REQUIREMENT
How many lines of the listing below contain the string "short", with case counting? Reply with the number alone.
|---|
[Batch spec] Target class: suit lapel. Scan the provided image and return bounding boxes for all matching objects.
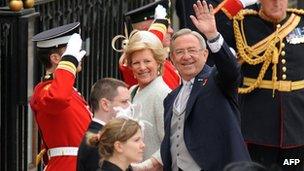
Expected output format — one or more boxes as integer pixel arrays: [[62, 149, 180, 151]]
[[185, 65, 212, 118]]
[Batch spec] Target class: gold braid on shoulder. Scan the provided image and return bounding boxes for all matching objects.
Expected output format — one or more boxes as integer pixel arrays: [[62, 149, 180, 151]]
[[233, 9, 304, 94]]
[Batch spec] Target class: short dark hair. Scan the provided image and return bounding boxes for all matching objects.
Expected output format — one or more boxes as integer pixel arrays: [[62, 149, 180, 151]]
[[37, 44, 67, 69], [90, 78, 127, 112]]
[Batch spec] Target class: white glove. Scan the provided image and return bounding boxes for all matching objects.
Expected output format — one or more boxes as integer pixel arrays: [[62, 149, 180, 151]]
[[62, 33, 86, 62], [240, 0, 258, 8], [131, 159, 153, 171], [154, 5, 167, 19]]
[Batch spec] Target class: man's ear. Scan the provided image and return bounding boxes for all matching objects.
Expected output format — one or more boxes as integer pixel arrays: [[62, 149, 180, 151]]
[[114, 141, 124, 153], [202, 48, 209, 62], [99, 98, 110, 112], [50, 53, 61, 65]]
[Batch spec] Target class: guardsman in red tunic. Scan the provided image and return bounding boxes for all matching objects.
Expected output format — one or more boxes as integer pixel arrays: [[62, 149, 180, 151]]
[[30, 22, 92, 171], [119, 0, 180, 89]]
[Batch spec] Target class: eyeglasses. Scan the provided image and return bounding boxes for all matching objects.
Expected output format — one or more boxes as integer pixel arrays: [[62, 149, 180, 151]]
[[174, 48, 203, 57]]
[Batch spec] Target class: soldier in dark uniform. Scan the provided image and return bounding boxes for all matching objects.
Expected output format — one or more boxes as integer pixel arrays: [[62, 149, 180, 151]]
[[217, 0, 304, 171], [77, 78, 130, 171]]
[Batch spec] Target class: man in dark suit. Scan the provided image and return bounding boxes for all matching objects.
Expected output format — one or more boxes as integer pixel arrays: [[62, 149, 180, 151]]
[[77, 78, 130, 171], [161, 1, 250, 171]]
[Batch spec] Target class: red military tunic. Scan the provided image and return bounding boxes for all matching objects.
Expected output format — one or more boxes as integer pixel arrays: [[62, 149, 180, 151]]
[[119, 60, 180, 90], [30, 65, 92, 171]]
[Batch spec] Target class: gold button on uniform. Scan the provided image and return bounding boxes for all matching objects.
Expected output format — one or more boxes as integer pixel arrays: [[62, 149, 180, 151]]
[[277, 24, 281, 28]]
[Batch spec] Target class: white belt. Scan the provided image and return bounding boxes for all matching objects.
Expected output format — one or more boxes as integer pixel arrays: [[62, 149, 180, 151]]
[[48, 147, 78, 157]]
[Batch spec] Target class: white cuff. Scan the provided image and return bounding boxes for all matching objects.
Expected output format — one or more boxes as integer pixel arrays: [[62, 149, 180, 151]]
[[152, 149, 163, 165], [240, 0, 257, 8], [207, 34, 224, 53]]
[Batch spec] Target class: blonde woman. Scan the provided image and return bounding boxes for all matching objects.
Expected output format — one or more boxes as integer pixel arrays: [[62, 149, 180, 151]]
[[124, 27, 171, 168], [88, 118, 145, 171]]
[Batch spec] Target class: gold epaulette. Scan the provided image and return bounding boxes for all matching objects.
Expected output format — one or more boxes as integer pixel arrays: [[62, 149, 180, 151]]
[[233, 9, 304, 94], [35, 148, 46, 166]]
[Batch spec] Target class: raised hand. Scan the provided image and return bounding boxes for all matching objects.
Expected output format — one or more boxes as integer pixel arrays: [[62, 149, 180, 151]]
[[62, 33, 86, 62], [154, 5, 167, 19], [190, 0, 218, 40]]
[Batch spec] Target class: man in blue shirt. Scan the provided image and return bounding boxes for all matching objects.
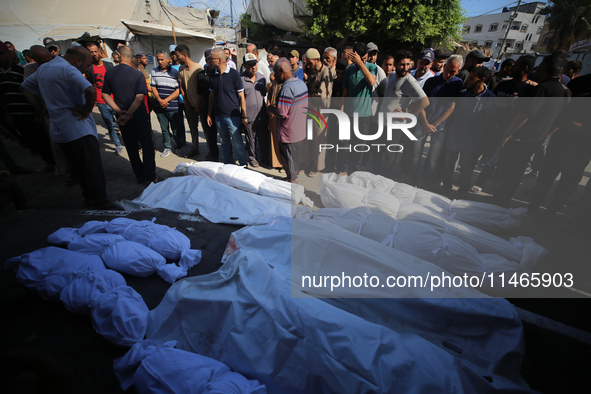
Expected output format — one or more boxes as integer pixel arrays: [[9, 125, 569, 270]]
[[150, 49, 183, 157], [337, 42, 378, 175], [443, 66, 496, 199], [207, 48, 249, 166], [21, 46, 110, 209]]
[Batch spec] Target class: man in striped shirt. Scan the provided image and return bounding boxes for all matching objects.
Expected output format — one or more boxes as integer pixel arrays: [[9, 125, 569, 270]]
[[150, 49, 183, 157], [269, 58, 308, 183]]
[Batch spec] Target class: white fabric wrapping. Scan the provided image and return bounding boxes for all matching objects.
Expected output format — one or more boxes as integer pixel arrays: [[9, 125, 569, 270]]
[[90, 286, 149, 347], [60, 269, 127, 315], [116, 176, 291, 224], [320, 171, 526, 233], [68, 233, 125, 256], [174, 161, 314, 207], [47, 227, 80, 246], [113, 340, 267, 394], [147, 218, 529, 393], [232, 220, 524, 387]]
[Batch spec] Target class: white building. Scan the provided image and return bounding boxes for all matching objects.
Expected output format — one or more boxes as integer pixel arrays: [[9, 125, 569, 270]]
[[462, 2, 546, 59]]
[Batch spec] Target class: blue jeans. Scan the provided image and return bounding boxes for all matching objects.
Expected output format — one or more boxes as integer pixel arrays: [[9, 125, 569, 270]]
[[96, 103, 121, 146], [215, 116, 249, 166], [154, 110, 183, 150]]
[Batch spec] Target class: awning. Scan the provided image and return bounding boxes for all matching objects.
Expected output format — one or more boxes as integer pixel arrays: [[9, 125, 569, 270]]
[[121, 19, 214, 40]]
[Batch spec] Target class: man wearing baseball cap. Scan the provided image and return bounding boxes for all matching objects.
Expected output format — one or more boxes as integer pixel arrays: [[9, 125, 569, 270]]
[[457, 49, 490, 83], [43, 37, 60, 58], [240, 53, 270, 167], [410, 49, 435, 88]]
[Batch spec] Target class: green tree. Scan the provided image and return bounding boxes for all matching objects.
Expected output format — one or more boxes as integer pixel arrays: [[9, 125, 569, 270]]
[[304, 0, 465, 48], [540, 0, 591, 50]]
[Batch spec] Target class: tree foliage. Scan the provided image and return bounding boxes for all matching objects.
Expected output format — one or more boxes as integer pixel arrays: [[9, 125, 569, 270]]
[[540, 0, 591, 50], [304, 0, 465, 47]]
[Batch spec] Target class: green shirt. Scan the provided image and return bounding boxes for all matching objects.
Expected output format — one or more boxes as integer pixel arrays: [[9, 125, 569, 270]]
[[343, 63, 378, 117]]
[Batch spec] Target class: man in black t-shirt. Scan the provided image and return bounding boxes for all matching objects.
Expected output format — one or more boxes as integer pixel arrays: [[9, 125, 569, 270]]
[[196, 49, 220, 161], [103, 46, 158, 184], [494, 52, 570, 207]]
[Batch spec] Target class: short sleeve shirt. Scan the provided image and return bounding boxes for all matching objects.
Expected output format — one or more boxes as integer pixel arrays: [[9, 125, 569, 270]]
[[22, 56, 98, 143], [150, 66, 179, 112], [381, 72, 426, 112], [209, 67, 244, 117], [343, 63, 378, 117], [103, 64, 148, 118]]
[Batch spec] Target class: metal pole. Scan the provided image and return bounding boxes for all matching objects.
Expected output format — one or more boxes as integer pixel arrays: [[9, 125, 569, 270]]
[[497, 0, 521, 60]]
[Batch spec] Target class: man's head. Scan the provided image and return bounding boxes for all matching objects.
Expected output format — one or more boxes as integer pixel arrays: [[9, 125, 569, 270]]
[[499, 59, 515, 77], [246, 44, 259, 55], [4, 41, 16, 52], [64, 46, 92, 73], [224, 48, 232, 63], [394, 49, 412, 78], [134, 52, 148, 67], [267, 52, 279, 69], [86, 42, 101, 64], [564, 60, 583, 79], [30, 45, 53, 65], [274, 57, 293, 83], [464, 49, 490, 71], [431, 49, 449, 73], [441, 55, 464, 81], [464, 66, 490, 93], [156, 49, 170, 70], [416, 49, 435, 77], [335, 58, 349, 82], [43, 37, 60, 58], [511, 55, 536, 81], [175, 44, 191, 65], [305, 48, 322, 75], [367, 42, 380, 64], [322, 47, 337, 68], [209, 48, 228, 70], [242, 53, 258, 78], [535, 51, 566, 82], [287, 49, 300, 70], [353, 42, 367, 63], [117, 45, 134, 65]]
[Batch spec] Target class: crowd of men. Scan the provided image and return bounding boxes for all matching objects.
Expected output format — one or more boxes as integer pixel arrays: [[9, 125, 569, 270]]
[[0, 38, 591, 219]]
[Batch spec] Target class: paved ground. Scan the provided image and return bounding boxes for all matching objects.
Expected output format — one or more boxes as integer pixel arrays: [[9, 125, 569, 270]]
[[0, 112, 591, 393]]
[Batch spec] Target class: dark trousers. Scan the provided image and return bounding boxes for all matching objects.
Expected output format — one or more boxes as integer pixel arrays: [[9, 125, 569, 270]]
[[494, 140, 540, 208], [120, 117, 156, 182], [337, 116, 371, 174], [58, 135, 109, 205], [279, 141, 302, 181], [443, 149, 479, 195], [530, 130, 591, 213], [154, 110, 183, 150], [243, 108, 271, 165], [200, 112, 220, 161]]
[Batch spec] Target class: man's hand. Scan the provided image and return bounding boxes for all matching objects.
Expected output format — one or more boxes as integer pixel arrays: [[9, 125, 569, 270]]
[[68, 107, 92, 120], [347, 51, 363, 67]]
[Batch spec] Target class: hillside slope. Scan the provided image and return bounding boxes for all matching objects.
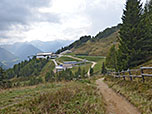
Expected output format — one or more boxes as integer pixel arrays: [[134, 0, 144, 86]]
[[72, 31, 119, 56], [56, 24, 121, 56]]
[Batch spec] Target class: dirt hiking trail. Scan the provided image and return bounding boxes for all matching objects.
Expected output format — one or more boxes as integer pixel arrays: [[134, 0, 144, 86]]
[[96, 78, 141, 114]]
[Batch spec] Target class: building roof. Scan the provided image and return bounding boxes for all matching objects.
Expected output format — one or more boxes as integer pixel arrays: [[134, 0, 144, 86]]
[[36, 52, 53, 56]]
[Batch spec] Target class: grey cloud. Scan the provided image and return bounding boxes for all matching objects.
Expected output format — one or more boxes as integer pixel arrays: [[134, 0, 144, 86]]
[[0, 0, 59, 31]]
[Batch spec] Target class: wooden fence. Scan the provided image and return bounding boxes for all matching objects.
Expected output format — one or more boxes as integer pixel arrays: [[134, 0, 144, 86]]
[[108, 67, 152, 82]]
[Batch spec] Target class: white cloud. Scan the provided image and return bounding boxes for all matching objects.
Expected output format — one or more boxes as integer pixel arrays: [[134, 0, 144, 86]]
[[0, 0, 146, 42]]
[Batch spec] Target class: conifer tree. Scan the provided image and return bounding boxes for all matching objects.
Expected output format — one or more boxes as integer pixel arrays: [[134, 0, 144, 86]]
[[117, 0, 142, 70]]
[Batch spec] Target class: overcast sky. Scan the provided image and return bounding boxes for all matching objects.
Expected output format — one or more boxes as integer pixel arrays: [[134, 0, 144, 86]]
[[0, 0, 146, 43]]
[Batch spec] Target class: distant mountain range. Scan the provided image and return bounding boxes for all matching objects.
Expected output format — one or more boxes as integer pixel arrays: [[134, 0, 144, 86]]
[[0, 40, 72, 68], [29, 40, 73, 52]]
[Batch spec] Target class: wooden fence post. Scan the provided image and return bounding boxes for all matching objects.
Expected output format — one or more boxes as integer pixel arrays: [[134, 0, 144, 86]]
[[128, 69, 132, 81], [140, 67, 145, 83], [122, 71, 126, 80]]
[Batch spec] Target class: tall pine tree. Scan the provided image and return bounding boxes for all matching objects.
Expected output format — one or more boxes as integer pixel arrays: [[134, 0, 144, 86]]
[[117, 0, 142, 70]]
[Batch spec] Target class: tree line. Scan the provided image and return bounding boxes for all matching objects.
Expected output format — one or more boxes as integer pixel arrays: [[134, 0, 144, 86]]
[[106, 0, 152, 71]]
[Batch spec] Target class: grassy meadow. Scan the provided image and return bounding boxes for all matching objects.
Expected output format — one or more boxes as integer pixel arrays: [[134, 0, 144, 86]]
[[105, 76, 152, 114], [0, 80, 105, 114]]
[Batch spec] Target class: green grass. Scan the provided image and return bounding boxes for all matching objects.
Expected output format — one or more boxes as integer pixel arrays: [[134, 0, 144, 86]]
[[71, 63, 92, 73], [76, 56, 105, 62], [0, 80, 105, 114], [0, 84, 61, 109], [105, 76, 152, 114], [76, 56, 105, 74]]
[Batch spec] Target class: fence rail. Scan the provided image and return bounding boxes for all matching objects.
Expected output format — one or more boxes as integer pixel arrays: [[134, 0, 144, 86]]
[[108, 67, 152, 82]]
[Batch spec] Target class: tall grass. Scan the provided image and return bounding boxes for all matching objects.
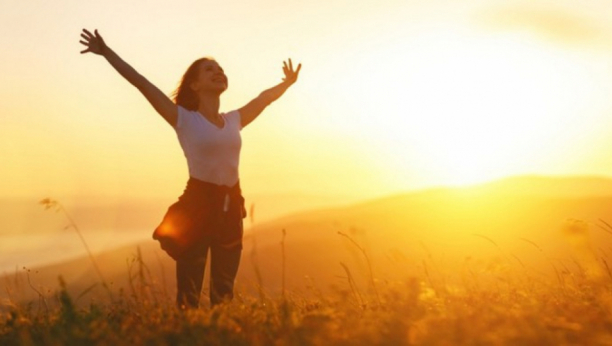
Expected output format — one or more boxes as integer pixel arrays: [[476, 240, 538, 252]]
[[0, 203, 612, 346]]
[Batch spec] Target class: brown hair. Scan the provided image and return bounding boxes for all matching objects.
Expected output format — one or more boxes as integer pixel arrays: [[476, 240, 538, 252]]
[[172, 58, 213, 111]]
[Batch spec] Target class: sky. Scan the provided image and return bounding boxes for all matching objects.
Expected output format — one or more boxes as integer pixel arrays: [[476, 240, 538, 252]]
[[0, 0, 612, 211]]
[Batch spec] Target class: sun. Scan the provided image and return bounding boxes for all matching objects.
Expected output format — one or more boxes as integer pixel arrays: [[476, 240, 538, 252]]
[[346, 30, 596, 189]]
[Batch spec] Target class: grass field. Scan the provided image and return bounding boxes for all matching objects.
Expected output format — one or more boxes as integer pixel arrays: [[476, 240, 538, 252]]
[[0, 235, 612, 345]]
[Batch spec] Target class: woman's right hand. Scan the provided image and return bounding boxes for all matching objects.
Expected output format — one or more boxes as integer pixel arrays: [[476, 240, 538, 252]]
[[79, 29, 106, 55]]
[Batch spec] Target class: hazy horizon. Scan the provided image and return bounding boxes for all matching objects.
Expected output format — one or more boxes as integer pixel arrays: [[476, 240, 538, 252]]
[[5, 0, 612, 204]]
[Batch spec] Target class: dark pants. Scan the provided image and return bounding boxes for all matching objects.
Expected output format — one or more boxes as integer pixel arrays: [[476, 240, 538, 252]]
[[176, 237, 242, 308], [153, 178, 246, 308]]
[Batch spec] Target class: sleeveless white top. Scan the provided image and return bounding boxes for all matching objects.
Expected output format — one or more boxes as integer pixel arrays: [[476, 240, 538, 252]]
[[174, 106, 242, 186]]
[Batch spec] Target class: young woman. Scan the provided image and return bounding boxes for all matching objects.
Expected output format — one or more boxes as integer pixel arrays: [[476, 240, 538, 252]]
[[80, 29, 301, 308]]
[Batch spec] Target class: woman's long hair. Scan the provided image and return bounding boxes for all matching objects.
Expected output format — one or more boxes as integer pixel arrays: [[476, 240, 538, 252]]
[[172, 58, 213, 111]]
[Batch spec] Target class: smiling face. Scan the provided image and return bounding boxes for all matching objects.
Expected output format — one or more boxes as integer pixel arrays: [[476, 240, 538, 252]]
[[191, 59, 228, 94]]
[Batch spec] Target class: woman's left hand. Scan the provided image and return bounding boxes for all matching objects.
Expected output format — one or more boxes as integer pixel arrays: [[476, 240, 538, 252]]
[[283, 59, 302, 85]]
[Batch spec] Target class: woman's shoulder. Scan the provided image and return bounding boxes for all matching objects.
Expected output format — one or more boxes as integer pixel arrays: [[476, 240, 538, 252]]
[[224, 109, 240, 128], [176, 106, 197, 128]]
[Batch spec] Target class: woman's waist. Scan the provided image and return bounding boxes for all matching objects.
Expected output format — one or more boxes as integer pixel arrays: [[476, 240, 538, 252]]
[[184, 177, 242, 197]]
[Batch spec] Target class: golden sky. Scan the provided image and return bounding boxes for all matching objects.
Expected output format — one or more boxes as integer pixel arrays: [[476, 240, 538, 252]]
[[0, 0, 612, 205]]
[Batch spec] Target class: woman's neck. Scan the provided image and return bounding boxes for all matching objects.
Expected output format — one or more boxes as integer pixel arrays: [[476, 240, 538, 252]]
[[198, 94, 221, 117]]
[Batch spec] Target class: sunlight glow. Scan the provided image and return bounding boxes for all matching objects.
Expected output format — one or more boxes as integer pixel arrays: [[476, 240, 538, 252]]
[[344, 30, 601, 185]]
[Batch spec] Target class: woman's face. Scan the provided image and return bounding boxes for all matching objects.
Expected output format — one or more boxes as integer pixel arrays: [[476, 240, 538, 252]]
[[192, 59, 227, 93]]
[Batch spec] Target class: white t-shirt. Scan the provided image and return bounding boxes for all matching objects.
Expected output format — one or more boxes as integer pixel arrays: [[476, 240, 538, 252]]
[[174, 106, 242, 186]]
|---|
THE SOLUTION
2